EXERCISE REQUIREMENTS: In these records, how many lines contain "below"? Please reply with the number only.

── EXERCISE INPUTS

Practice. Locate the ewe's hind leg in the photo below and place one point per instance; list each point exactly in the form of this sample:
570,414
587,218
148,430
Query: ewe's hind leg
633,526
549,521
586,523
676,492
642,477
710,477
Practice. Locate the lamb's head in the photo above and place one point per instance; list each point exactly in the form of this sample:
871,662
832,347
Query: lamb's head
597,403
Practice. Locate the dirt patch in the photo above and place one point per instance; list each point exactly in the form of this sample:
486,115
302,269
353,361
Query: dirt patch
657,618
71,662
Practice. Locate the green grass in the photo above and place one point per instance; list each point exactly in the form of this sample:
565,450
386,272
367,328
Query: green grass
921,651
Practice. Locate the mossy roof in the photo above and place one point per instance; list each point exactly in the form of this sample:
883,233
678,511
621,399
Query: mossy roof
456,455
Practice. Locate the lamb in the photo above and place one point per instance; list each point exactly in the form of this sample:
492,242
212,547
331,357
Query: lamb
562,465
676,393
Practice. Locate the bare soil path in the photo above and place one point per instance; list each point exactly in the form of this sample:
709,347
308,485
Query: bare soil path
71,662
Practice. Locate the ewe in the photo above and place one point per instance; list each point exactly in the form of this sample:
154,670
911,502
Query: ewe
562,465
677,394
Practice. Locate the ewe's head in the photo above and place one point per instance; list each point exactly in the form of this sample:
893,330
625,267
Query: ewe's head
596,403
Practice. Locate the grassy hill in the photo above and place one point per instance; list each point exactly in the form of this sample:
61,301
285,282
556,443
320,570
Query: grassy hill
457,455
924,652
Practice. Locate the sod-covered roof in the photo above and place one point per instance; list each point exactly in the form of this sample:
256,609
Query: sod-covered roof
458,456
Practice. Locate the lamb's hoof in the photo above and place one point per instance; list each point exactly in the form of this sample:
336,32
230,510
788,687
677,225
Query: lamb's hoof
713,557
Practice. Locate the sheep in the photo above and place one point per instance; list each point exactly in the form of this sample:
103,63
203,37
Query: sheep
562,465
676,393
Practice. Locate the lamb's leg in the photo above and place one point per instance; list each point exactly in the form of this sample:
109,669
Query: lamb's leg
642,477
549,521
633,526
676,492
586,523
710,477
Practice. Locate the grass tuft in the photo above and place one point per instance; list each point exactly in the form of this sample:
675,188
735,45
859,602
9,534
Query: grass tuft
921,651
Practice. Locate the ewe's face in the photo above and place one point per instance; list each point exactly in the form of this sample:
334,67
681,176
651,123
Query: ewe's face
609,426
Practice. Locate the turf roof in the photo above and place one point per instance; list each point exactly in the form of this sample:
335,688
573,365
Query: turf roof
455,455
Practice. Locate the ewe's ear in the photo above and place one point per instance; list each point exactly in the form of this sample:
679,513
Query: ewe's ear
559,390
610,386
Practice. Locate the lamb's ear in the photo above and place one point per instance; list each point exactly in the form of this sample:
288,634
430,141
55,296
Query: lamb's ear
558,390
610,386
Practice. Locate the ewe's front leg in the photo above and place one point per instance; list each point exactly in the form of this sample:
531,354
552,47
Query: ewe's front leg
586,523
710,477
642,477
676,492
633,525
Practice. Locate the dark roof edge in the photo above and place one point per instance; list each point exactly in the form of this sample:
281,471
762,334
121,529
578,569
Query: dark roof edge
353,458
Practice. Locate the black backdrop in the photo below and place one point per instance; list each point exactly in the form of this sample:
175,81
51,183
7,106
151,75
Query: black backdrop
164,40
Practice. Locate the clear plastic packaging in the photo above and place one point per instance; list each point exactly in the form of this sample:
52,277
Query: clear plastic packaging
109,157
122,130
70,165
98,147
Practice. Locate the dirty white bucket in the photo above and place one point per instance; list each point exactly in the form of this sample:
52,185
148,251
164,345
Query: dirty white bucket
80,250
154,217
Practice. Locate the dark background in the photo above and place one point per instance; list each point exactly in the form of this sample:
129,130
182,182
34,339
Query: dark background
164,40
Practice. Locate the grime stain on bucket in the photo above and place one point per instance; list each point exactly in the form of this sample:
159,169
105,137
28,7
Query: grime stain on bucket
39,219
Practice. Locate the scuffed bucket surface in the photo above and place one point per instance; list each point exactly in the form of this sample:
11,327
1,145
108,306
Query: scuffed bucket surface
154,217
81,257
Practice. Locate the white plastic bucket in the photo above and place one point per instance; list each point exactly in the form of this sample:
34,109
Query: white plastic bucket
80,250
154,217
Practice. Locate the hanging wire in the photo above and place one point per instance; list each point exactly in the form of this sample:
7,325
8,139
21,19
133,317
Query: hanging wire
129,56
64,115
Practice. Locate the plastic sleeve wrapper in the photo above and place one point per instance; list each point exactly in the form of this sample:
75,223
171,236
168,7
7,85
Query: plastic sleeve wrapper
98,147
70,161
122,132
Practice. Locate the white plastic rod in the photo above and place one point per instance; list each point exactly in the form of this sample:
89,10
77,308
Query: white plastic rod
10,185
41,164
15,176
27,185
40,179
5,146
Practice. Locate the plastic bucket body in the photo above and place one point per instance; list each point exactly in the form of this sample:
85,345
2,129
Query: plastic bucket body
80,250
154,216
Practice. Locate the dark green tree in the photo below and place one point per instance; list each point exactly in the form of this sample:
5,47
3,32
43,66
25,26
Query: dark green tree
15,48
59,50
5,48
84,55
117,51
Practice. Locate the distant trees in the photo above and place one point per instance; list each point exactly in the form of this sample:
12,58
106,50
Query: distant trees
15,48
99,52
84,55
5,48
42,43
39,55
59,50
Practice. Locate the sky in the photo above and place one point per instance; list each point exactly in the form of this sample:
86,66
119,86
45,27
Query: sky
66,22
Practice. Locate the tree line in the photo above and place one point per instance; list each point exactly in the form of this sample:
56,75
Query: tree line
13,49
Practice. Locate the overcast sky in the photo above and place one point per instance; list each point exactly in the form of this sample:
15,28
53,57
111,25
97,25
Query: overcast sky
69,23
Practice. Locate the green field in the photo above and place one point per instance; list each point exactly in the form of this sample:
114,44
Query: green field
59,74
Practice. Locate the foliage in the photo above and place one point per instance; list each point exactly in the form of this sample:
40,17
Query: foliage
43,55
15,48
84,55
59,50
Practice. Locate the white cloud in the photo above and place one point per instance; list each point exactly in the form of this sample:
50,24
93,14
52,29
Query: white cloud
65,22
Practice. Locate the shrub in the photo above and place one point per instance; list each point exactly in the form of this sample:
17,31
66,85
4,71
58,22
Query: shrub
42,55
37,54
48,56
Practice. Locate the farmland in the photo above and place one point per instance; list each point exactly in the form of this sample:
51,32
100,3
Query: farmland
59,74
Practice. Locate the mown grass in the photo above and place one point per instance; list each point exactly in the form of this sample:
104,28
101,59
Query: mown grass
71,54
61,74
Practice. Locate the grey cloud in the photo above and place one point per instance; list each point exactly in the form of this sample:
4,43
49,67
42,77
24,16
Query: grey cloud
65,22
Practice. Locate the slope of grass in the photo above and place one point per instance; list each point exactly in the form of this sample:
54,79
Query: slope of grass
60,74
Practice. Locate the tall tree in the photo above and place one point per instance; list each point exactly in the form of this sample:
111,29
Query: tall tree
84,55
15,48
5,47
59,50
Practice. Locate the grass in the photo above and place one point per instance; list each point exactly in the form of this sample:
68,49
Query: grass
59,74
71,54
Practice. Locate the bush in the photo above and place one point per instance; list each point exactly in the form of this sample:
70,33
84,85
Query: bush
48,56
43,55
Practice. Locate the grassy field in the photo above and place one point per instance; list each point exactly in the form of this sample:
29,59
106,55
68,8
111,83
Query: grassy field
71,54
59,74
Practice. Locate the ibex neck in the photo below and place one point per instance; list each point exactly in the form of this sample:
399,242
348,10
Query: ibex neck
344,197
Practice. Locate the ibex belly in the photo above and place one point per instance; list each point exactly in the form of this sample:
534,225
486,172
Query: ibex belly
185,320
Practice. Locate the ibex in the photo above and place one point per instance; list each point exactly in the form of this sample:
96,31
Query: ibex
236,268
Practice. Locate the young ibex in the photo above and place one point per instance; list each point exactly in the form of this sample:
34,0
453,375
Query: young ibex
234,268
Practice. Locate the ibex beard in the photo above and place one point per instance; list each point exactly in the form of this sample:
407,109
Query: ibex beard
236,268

────

WRITTEN ANSWER: 4